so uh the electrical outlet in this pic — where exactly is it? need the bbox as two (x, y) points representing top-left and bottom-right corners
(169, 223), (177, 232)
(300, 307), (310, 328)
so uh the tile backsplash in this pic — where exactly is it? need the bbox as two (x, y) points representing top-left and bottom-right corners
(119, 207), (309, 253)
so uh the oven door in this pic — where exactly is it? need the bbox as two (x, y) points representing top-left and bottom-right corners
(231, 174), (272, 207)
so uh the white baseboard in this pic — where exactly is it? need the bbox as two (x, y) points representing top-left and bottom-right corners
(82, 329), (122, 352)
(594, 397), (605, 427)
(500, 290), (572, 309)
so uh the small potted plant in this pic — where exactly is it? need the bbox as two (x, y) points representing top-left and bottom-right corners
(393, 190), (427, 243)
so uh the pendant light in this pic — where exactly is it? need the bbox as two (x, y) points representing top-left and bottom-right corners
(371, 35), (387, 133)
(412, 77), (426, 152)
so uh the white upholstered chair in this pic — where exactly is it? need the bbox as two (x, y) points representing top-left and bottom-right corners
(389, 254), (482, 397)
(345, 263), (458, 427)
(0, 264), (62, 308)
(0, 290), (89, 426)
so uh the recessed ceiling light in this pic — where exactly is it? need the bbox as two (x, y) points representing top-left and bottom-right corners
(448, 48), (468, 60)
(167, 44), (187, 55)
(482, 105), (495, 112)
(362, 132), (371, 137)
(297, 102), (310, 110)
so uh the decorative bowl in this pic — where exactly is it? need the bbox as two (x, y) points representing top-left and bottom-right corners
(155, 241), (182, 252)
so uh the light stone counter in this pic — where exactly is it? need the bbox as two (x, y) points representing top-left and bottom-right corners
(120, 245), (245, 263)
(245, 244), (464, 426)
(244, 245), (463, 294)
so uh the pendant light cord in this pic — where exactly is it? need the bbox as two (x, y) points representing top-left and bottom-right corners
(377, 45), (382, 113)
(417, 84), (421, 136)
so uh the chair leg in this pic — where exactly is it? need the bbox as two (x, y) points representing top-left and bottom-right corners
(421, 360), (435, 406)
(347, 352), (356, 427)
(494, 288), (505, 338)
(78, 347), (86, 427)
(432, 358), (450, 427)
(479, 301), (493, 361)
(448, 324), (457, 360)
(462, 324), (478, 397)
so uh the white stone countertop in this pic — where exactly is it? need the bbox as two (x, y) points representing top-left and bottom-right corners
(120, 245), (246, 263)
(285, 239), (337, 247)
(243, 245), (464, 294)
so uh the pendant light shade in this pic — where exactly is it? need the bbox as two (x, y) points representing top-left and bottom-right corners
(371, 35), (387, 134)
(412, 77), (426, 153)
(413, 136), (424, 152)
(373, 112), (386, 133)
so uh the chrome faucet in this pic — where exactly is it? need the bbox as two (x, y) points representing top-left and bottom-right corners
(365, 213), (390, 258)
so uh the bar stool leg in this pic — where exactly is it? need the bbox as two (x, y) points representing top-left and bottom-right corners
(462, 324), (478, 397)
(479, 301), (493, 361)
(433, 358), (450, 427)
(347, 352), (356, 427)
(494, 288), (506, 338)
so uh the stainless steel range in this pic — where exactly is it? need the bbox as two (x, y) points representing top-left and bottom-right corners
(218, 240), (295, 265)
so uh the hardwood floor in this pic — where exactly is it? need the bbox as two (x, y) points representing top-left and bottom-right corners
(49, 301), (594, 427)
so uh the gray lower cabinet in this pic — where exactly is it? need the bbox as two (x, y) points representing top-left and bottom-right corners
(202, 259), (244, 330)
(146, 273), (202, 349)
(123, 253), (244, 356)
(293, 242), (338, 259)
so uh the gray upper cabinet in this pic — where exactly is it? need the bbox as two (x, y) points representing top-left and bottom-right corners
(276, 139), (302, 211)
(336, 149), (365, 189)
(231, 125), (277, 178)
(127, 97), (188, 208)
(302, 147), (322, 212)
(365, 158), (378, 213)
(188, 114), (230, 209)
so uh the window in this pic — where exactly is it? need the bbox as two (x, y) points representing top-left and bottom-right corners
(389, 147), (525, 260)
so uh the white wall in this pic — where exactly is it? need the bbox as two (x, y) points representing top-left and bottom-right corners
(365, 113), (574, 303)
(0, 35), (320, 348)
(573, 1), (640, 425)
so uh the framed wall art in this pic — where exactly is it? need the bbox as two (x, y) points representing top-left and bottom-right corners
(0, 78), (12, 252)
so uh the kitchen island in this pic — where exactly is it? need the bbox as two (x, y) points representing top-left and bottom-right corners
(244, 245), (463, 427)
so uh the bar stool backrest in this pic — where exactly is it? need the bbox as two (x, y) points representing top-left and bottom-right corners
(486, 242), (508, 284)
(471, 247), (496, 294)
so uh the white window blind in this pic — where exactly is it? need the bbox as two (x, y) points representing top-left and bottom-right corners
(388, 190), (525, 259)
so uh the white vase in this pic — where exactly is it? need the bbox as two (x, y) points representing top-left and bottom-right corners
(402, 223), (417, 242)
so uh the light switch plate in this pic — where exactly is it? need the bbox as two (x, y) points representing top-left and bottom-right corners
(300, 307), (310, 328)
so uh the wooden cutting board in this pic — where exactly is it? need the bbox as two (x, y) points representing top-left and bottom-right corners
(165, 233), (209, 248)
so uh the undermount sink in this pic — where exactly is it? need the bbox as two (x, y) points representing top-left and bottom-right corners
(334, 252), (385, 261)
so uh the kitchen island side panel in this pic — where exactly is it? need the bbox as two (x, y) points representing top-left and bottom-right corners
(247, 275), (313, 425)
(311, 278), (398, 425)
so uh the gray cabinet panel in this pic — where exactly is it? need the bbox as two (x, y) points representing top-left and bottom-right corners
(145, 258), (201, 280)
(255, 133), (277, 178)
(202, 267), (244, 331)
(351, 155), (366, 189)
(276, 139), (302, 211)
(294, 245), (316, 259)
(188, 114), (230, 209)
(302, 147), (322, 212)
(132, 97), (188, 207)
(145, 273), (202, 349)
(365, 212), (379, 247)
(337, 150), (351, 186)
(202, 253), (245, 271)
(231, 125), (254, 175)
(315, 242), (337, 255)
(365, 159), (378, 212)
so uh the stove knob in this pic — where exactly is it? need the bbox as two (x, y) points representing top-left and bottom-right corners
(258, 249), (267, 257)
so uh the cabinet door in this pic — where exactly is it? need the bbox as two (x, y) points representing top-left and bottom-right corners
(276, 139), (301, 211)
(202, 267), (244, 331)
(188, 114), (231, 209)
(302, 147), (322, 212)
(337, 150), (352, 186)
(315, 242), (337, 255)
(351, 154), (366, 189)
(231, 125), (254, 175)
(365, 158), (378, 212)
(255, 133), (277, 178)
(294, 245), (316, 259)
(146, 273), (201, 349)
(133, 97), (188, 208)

⁂

» YOUR ASSIGNMENT
Reproduce the full set of entries above exactly, without dropping a line.

» TASK SOLUTION
so uh the electrical outlet in this pic — where exactly is it? need the bbox as two (x, y) points representing top-left and bottom-right corners
(169, 223), (177, 232)
(300, 307), (310, 328)
so uh the tile backsplash in this pic — where exactly is it? need the bbox as two (x, y) points representing top-left and bottom-right corners
(119, 207), (309, 253)
so uh the oven door in this pic — where exactly is it? need the bbox as two (x, y) points representing top-left and bottom-right corners
(231, 174), (272, 207)
so uh the white baseboard in this pic — where exactly is it? need the bbox as two (x, y) points representing top-left and bottom-right corners
(82, 329), (122, 352)
(594, 397), (605, 427)
(500, 290), (572, 309)
so uh the small potted plant in this pic — where exactly is it? need the bbox as two (x, y) points representing top-left and bottom-right corners
(393, 190), (427, 243)
so uh the pendant light in this pic — where exactly is it? need the bbox as two (x, y) points representing top-left and bottom-right corners
(371, 35), (387, 133)
(412, 77), (426, 152)
so uh the white upholstered chair in this pic — where exactly is it? need the bbox as two (x, y) points representing top-left and bottom-right corners
(389, 254), (482, 397)
(345, 263), (458, 427)
(0, 264), (62, 308)
(0, 290), (89, 426)
so uh the recessed ceiling light in this pic — where exactly is it? need the bbox as two (x, y) points representing top-left and bottom-right corners
(448, 48), (468, 60)
(167, 44), (187, 55)
(482, 105), (495, 112)
(362, 132), (371, 137)
(297, 102), (310, 110)
so uh the decorative bowl in this pic — where exactly is it? need the bbox as two (x, y) points representing top-left and bottom-right corners
(155, 241), (182, 252)
so uh the light stone counter in this pic — where exactly is it? need the bbox as two (x, y) points representing top-left and bottom-right corners
(120, 245), (245, 263)
(245, 244), (464, 426)
(244, 245), (463, 294)
so uh the pendant light cord in this pic — where exactly is it? need the bbox as two (x, y) points representing top-left and bottom-right corners
(377, 45), (382, 113)
(417, 84), (421, 136)
so uh the chair leg in this pic — where exactly is it? need the bbox as two (x, y) points representing top-left and bottom-right corners
(421, 360), (435, 406)
(347, 352), (356, 427)
(494, 288), (505, 338)
(78, 347), (86, 427)
(432, 358), (450, 427)
(479, 301), (493, 361)
(448, 324), (457, 360)
(462, 324), (478, 397)
so uh the white stone countertop in this pic — where exactly is it? need the bbox as two (x, y) points representing top-left and bottom-right corners
(120, 245), (246, 263)
(285, 239), (337, 247)
(243, 245), (464, 294)
so uh the pendant light shade in this pic — where exactly is it? need the bbox as two (x, y) points representing top-left and bottom-right corners
(371, 35), (387, 134)
(412, 77), (426, 153)
(413, 136), (424, 152)
(373, 112), (386, 133)
so uh the chrome faucet in this pic — where exactly is it? need the bbox as two (x, y) points representing top-left and bottom-right corners
(365, 213), (390, 258)
so uh the bar stool leg in this pic — where exactly is it? need the bbox as two (x, y) points representing top-left and bottom-right corners
(462, 324), (478, 397)
(479, 301), (493, 361)
(433, 358), (450, 427)
(347, 352), (356, 427)
(494, 288), (506, 338)
so uh the stainless steel range in this pic — where exactly is it? need the bbox as two (x, y) points representing top-left and bottom-right corners
(218, 240), (295, 265)
so uh the hardwood floor in this pic — where exactly is it? need the bbox as two (x, y) points representing top-left and bottom-right corners
(49, 301), (594, 427)
so uh the gray lower cabinet in this pic — where exactly is it? need the bbox as two (x, y) points representing top-left and bottom-right corners
(202, 259), (244, 330)
(146, 273), (202, 349)
(123, 253), (244, 356)
(293, 242), (338, 259)
so uh the gray upper cabinet in this pic — where exactly is it? need the bbox as two (x, y) points representing top-left and bottom-right corners
(276, 139), (302, 211)
(336, 149), (365, 189)
(231, 125), (277, 178)
(127, 97), (188, 208)
(302, 147), (322, 212)
(365, 158), (378, 213)
(188, 114), (230, 209)
so uh the window in this pic — where exactly is it? need the bbox as two (x, y) points representing top-left and bottom-right corners
(389, 147), (525, 260)
so uh the white wall in this pic — where exactly is it? need the bbox as two (x, y) points representing top-left and bottom-right corners
(365, 113), (574, 303)
(0, 35), (320, 348)
(573, 1), (640, 425)
so uh the framed wall art in this pic — where exactly is it? need the bbox as two (x, y) points representing top-left and bottom-right corners
(0, 78), (12, 252)
so uh the kitchen island in this pic — where exactly is it? need the bbox as two (x, y) points representing top-left and bottom-right corners
(244, 245), (463, 427)
so uh the bar stool backrest in this pic — where exactly is it? need the bbox as two (x, y) points representing top-left and bottom-right corners
(486, 242), (508, 284)
(471, 247), (496, 294)
so uh the white window blind in this pic — where exactly is it? need the bbox as two (x, y) points representing top-left and bottom-right corners
(388, 190), (525, 259)
so uh the white vase in this pic — where exactly is it? need the bbox as two (x, y) points representing top-left and bottom-right corners
(402, 223), (417, 242)
so uh the light switch plate in this pic — where exactly is it? need the bbox as two (x, y) points representing top-left and bottom-right corners
(300, 307), (310, 328)
so uh the wooden cutting board in this pic — where exactly is it? need the bbox as two (x, y) points representing top-left and bottom-right corners
(165, 233), (209, 248)
so uh the undermount sink in this pic — where exactly is it? need the bbox as two (x, y) points representing top-left and bottom-right corners
(334, 252), (385, 261)
so uh the kitchen island side panel in this pic — where exactly is it? need the bbox as two (x, y) points representing top-left and bottom-right corners
(247, 275), (313, 425)
(311, 278), (398, 425)
so uh the gray cabinet panel in this pic — where exactly is it? need the bbox as two (x, y) points representing top-left and bottom-right corners
(145, 258), (201, 280)
(255, 133), (277, 178)
(202, 267), (244, 331)
(351, 155), (366, 189)
(276, 139), (302, 211)
(294, 245), (316, 259)
(188, 114), (230, 209)
(302, 147), (322, 212)
(132, 97), (188, 207)
(145, 273), (202, 349)
(365, 212), (379, 247)
(337, 150), (351, 186)
(202, 253), (245, 271)
(231, 125), (254, 175)
(315, 242), (337, 255)
(365, 159), (378, 212)
so uh the stove knob in this pic — where exactly is it? need the bbox as two (x, y) points representing top-left and bottom-right corners
(258, 249), (267, 257)
so uh the cabinet door in this pic — where exactly is it? need the bbox as two (x, y) points representing top-left and bottom-right corners
(276, 139), (301, 211)
(202, 267), (244, 331)
(188, 114), (231, 209)
(302, 147), (322, 212)
(337, 150), (352, 186)
(315, 242), (337, 255)
(351, 154), (366, 189)
(231, 125), (254, 175)
(365, 158), (378, 212)
(255, 133), (277, 178)
(294, 245), (316, 259)
(146, 273), (201, 349)
(133, 97), (188, 208)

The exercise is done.